■ GIVEN REQUEST 1
According to the passage on separate supervisory levy Acts, which Act contains the measures for collecting supervisory levies?

■ PASSAGE GIVEN
--- BEGIN ---

Separate supervisory
levy Acts to comply with section 55 of the Constitution
Since the imposition of levies may amount to the imposition
of taxes, the imposition of the levy for different types of regulated
entities requires separate legislation to comply with the requirements
of section 55 of the Constitution, which states:
Laws imposing taxation shall deal only with the imposition
of taxation, and any provision therein dealing with any other matter
shall be of no effect.
Laws imposing taxation, except laws imposing duties
of customs or of excise, shall deal with one subject of taxation only;
but laws imposing duties of customs shall deal with duties of customs
only, and laws imposing duties of excise shall deal with duties of excise
only.
Supervisory levies are therefore imposed by the following
levy imposition Acts:
- Authorised Deposit-taking Institutions Supervisory Levy Imposition
Act 1998;
- Authorised Non-operating Holding Companies Supervisory Levy Imposition
Act 1998;
- General Insurance Supervisory Levy Imposition Act 1998;
- Life Insurance Supervisory Levy Imposition Act 1998;
- Retirement Savings Account Providers Supervisory Levy Imposition
Act 1998; and the
- Superannuation Supervisory Levy Imposition Act 1998.
The measures for the collection of supervisory levies
imposed by the above Acts are contained in the Financial Institutions
Supervisory Levies Collection Act 1998.

--- END ---

■ RECORD EXTRACTS

--- BEGIN ---

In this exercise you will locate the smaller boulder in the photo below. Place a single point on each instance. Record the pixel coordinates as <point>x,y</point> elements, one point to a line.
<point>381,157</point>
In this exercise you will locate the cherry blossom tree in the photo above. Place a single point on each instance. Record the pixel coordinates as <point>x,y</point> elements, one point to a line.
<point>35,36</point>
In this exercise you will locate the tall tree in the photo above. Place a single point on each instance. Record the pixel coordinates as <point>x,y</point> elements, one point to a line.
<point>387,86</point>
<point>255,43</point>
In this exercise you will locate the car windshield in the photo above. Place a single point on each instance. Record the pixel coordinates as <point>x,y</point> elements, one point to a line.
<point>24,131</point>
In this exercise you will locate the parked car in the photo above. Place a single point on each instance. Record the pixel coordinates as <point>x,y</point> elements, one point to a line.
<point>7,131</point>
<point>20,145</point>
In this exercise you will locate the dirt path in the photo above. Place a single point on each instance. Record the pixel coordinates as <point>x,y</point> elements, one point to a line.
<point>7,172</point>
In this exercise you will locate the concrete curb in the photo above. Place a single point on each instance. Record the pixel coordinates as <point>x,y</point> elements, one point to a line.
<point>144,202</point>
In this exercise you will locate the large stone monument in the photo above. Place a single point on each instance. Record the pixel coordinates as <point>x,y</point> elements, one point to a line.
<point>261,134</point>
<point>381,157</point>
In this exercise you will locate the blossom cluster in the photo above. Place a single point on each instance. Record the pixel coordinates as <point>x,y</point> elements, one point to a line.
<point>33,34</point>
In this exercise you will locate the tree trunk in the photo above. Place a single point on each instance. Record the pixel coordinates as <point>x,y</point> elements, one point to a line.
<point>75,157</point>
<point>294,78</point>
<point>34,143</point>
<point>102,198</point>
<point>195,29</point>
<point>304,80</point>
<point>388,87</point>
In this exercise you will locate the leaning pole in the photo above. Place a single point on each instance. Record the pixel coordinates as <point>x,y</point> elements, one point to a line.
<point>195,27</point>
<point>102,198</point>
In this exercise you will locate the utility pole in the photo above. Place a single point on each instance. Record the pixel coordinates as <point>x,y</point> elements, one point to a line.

--- END ---

■ GIVEN REQUEST 2
Return, unchanged, the part of the records that opens with their first line and closes with the line containing "<point>35,36</point>". Include both of those lines.

■ CORRECT RESULT 1
The Financial Institutions Supervisory Levies Collection Act 1998.

■ CORRECT RESULT 2
In this exercise you will locate the smaller boulder in the photo below. Place a single point on each instance. Record the pixel coordinates as <point>x,y</point> elements, one point to a line.
<point>381,157</point>
In this exercise you will locate the cherry blossom tree in the photo above. Place a single point on each instance. Record the pixel coordinates as <point>x,y</point> elements, one point to a line.
<point>35,36</point>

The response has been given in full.